:: ЧТО ТРЕБУЕТСЯ ::
Определите, согласуются ли с фрагментом о Деникине следующие утверждения, и для каждого дайте ответ «да» или «нет» с точной цитатой, которая это решает. 1. Операция, сходная с реальной, описана Деникиным в рассказе «Исповедь». 2. Роман «За чертополохом» принадлежит Деникину. 3. Заключительный рассказ сборника посвящен одной из большевицких провокаций.

:: ФРАГМЕНТ ТЕКСТА ::
::::::::::

Читаем Старая армия полностью

Итак, налицо совершенно определенные подозрения большевицкой верхушки по адресу именно Селивачева (а не, скажем, Шорина или командования фронтом, где тоже хватало «военспецов»), и, в случае, если бы они оказались справедливыми, — крайняя желательность для Реввоенсоветов фронта и Республики оборвать нити возможного расследования, причем скоропостижная смерть генерала выглядит одним из самых удобных выходов (концы в воду). Налицо также параллели в развитии операций реальной и «литературной», описанной Деникиным, насколько известно, только в рассказе «Исповедь»; а ведь если «августовское контрнаступление» было сорвано сознательно, Главнокомандующий Вооруженными Силами Юга России должен был иметь об этом точную информацию (в отличие от «отравления», которое, как кажется, следует отнести скорее к разряду версий и подозрений), поскольку такой срыв мог бы стать возможным лишь при эффективном взаимодействии белой агентуры с соответствующими органами деникинской ставки. И рассказ из сборника «Офицеры» представляется таким образом немаловажным источником для реконструкции — пусть и предположительной — одного из эпизодов войны, который при ближайшем рассмотрении выглядит намного более сложным, чем с первого взгляда.

* * *

Судьбы деникинских героев всегда трагичны, и это вполне понятно: слишком грозна была катастрофа, разрушившая великую державу, выбросившая уцелевших в боях за пределы родной земли и настигавшая даже на чужбине, — а Антон Иванович не имел склонности, подобно генералу Краснову, изобретать новые, теперь уже фантастические катаклизмы (роман «За чертополохом»), уповать на граничащие со сверхъестественным технические новшества («Подвиг») или воображать себе партизанско-повстанческие армии, из приграничных областей двигающиеся на Москву и Петербург («Белая Свитка»), Могла сказываться и обстановка — ко времени выхода в свет «Офицеров», как мы уже упоминали, получил огласку ряд большевицких провокаций, направленных против эмиграции, особенно ее наиболее непримиримой части, проповедовавшей «активизм» — вооруженную борьбу против коммунистического режима; так что не случаен посвященный одной из таких провокаций заключительный рассказ сборника… но не случайны и завершающие его слова, которые звучат из уст «униженного и оскорбленного» — и все же, во всех тяготах и лишениях беженского существования — сохранившего русскую душу офицера: «Проклятые! Оплели, испоганили… Но не будет! Не сломите! Мы устоим, вы — сгинете…»{161} И эта святая непримиримость к Советской власти оставалась одним из лейтмотивов эмигрантских лет генерала Деникина, о чем сегодня нередко забывают, вытесняя или даже подменяя ее другим, не менее важным и проистекающим из того же горячего патриотического чувства лейтмотивом — щепетильностью в средствах и в выборе возможных союзников.

::::::::::

(Листинг данных)

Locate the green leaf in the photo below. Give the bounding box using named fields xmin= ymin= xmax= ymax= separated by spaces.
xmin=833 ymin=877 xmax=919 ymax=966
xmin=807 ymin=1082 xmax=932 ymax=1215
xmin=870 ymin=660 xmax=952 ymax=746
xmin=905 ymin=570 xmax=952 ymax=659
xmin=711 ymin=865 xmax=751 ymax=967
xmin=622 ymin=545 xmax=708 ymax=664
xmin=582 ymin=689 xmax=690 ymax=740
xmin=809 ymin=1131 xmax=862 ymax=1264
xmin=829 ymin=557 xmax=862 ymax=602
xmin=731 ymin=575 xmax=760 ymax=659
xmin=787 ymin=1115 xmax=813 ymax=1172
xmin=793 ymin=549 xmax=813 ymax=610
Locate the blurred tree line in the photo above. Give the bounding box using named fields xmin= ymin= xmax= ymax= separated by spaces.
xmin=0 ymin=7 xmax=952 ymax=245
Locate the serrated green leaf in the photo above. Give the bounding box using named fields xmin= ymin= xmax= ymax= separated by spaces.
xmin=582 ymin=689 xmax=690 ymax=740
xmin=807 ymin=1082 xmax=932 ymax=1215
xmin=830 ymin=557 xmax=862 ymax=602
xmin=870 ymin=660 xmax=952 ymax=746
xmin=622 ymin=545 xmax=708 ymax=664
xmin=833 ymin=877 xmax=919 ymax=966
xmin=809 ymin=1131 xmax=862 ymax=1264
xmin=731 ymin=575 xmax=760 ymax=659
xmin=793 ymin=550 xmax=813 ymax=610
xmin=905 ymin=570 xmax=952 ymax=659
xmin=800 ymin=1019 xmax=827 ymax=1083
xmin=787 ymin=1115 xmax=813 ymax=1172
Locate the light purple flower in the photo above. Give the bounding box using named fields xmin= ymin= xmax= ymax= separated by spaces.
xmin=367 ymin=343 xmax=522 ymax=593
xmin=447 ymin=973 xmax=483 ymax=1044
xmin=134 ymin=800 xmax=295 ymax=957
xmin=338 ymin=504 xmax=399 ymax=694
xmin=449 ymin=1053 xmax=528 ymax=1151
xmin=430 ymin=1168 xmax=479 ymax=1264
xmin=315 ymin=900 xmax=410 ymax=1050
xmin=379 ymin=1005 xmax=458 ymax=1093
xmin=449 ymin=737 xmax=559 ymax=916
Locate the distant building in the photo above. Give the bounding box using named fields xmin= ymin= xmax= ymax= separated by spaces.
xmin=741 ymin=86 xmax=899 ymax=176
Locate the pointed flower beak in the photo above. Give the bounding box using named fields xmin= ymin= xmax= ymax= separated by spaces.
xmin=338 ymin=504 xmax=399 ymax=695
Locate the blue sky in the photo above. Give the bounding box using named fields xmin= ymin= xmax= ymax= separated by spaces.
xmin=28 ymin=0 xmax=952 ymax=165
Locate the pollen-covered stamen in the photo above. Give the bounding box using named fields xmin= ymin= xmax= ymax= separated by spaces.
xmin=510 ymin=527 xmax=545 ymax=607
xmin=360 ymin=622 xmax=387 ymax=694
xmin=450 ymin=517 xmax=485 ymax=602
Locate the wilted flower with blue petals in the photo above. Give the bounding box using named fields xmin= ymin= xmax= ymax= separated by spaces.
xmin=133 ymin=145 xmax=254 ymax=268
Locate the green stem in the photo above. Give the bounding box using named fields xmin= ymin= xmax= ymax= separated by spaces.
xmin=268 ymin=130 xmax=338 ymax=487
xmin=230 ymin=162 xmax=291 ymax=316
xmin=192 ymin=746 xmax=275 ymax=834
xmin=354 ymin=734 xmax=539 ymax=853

::::::::::

:: ОТВЕТ ::
1. Да: «описанной Деникиным, насколько известно, только в рассказе «Исповедь»».
2. Нет: «подобно генералу Краснову, изобретать новые, теперь уже фантастические катаклизмы (роман «За чертополохом»)».
3. Да: «не случаен посвященный одной из таких провокаций заключительный рассказ сборника».